- [Your task] Revise the entries below so that every "instance" becomes "occurrence", with nothing else altered.

(Dataset excerpts on object pointing)

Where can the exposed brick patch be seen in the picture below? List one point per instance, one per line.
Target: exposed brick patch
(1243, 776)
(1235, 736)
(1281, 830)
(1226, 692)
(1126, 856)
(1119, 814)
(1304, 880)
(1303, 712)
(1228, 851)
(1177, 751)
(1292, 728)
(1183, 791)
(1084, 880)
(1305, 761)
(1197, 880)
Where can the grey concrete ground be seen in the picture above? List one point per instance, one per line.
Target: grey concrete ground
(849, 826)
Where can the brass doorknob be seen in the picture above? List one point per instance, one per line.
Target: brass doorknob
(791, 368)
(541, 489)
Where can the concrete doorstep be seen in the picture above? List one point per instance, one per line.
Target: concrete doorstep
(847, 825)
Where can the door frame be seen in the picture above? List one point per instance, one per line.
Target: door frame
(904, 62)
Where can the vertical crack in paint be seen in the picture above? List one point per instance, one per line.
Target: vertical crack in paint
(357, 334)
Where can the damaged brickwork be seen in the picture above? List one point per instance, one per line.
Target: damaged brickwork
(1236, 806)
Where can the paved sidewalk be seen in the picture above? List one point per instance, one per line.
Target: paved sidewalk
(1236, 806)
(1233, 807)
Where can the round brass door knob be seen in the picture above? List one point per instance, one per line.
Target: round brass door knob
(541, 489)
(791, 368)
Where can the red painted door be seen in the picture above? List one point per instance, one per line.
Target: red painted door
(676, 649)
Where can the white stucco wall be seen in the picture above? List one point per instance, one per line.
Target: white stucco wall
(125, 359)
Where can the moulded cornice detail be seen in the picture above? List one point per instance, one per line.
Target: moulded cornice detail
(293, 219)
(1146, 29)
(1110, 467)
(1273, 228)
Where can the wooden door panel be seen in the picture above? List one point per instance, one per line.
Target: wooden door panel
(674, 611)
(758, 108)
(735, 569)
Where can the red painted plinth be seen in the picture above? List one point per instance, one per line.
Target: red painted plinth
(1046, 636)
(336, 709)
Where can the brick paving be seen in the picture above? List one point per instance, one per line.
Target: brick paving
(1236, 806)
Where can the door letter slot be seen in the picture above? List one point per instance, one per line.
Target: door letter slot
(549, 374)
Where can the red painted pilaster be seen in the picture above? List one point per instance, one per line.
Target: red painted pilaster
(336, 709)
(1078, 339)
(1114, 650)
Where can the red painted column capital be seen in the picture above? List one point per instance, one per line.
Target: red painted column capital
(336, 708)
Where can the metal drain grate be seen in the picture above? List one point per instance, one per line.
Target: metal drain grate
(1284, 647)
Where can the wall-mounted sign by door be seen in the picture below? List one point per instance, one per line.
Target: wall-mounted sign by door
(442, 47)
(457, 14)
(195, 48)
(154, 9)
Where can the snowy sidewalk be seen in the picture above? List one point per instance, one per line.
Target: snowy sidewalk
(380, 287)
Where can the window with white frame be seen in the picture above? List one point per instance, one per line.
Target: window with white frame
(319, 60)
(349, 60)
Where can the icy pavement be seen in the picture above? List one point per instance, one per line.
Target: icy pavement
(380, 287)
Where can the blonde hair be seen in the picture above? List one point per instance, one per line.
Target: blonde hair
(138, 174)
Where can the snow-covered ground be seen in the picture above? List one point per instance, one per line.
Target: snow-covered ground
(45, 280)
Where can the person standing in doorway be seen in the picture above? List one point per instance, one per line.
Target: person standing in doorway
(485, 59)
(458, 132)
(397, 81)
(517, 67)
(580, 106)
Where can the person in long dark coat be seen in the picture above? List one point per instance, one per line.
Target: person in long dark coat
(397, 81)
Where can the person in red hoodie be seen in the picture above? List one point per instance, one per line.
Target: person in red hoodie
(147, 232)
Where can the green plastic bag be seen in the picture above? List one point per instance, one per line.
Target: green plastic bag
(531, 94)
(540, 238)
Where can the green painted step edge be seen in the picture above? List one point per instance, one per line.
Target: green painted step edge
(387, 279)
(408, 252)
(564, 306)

- [Output of the task]
Where can the exposed brick patch be seen in the picture below? List one point per occurrence, one per line.
Target: exposed brick patch
(1243, 776)
(1235, 736)
(1281, 830)
(1226, 692)
(1126, 856)
(1119, 814)
(1304, 880)
(1303, 712)
(1228, 851)
(1177, 751)
(1292, 728)
(1183, 791)
(1084, 880)
(1305, 761)
(1197, 880)
Where can the grey concrete ground be seen in the picture above? List one point per occurrence, one per line.
Target: grey concrete ground
(849, 826)
Where can the brass doorknob be seen in the picture above? List one point per occurrence, one per line.
Target: brass doorknob
(791, 368)
(541, 489)
Where can the concrete doorstep be seen in the picture above? List one point per occurrence, one per line.
Target: concrete doorstep
(847, 825)
Where can the door frame be seen in the picture above? List one point per occurrence, one per line.
Target: door frame
(904, 62)
Where can the vertical crack in paint be seen in the picture above? List one point per occurrence, one per line.
Target: vertical crack in paint
(357, 334)
Where can the damaged brickwork be seen in the picture above? List one point per occurrence, one per line.
Target: damaged brickwork
(1236, 806)
Where can the paved sidewalk be seen in the picture above? List one point per occurrence, one per line.
Target: paved sidewalk
(1236, 806)
(1233, 807)
Where can the round brass door knob be seen in the picture above? List one point per occurrence, one per line.
Target: round brass door knob
(541, 489)
(791, 368)
Where can the red painted door be seen in the picture above? List one point per occurrence, one per line.
Target: red painted door
(676, 649)
Where can the white stucco wall be seen in the picture above? List one point per occurrence, one per line.
Target: white stucco wall
(125, 359)
Where can the moulded cornice detail be seen in the picture above? List one point per occurrence, one per line.
Target: moulded cornice detail
(293, 219)
(1146, 29)
(1110, 467)
(1273, 228)
Where can the wooden door panel be seen in the picture above? List one point per occurrence, one per line.
Target: wooden door panel
(674, 611)
(758, 108)
(735, 569)
Where can the red painted plinth be seen in the picture above? List one point per occurrence, one per line.
Target: red painted plinth
(1046, 636)
(336, 709)
Where can the brick paving be seen in the picture above? List one point per occurrence, one per line.
Target: brick paving
(1236, 806)
Where can the door letter slot be seen in the picture above? List one point per occurrence, one per line.
Target: door letter slot
(549, 374)
Where can the red painted pilaster be seen in the picture above? List one point per occurrence, one per line.
Target: red painted pilaster
(336, 709)
(1078, 339)
(1114, 650)
Where can the red painted column capital be seen in the picture above? List one point per occurrence, one per line.
Target: red painted column capital
(336, 708)
Where can the metal drain grate be seen in the picture above? List one point per occurrence, one per line.
Target: metal drain grate
(1284, 647)
Where can the wall-mounted sign by door be seen in the picture below? List one point per occurrence, one per line.
Target: wall-mounted sign by door
(442, 47)
(457, 14)
(195, 48)
(154, 9)
Where can the snowy sidewalk be seen in the picture above? List one point per occurrence, one per line.
Target: snowy sidewalk
(380, 287)
Where can the window with white frame be seen in the picture above? List one point per occurrence, one per line.
Target: window with white frame
(319, 60)
(349, 60)
Where can the icy pavement be seen in the picture above? List one point per occurrence, one per line.
Target: icy pavement
(380, 287)
Where can the blonde hair be seen in the picture above? List one point per occurrence, one per line.
Target: blonde hair
(138, 174)
Where can the snow-covered ground be seen in the picture above? List one point per occurrence, one per line.
Target: snow-covered ground
(45, 280)
Where can the person standing in doorway be seen in the picture above? List one point per occurrence, one per line.
Target: person standing in doorway
(485, 59)
(458, 132)
(397, 81)
(517, 67)
(580, 106)
Where can the person in long dark coat be seen in the picture above? List one point per occurrence, one per line.
Target: person in long dark coat
(397, 81)
Where can the person in red hoodie be seen in the picture above? List one point per occurrence, one per line.
Target: person in red hoodie
(147, 232)
Where can the green plastic bag be seen in the picture above? List one point per occurrence, one per line.
Target: green plastic bag
(531, 94)
(540, 238)
Where can the green painted step edge be seen in the picture above? List one point per occurrence, one per line.
Target: green painted step edge
(387, 279)
(408, 252)
(564, 306)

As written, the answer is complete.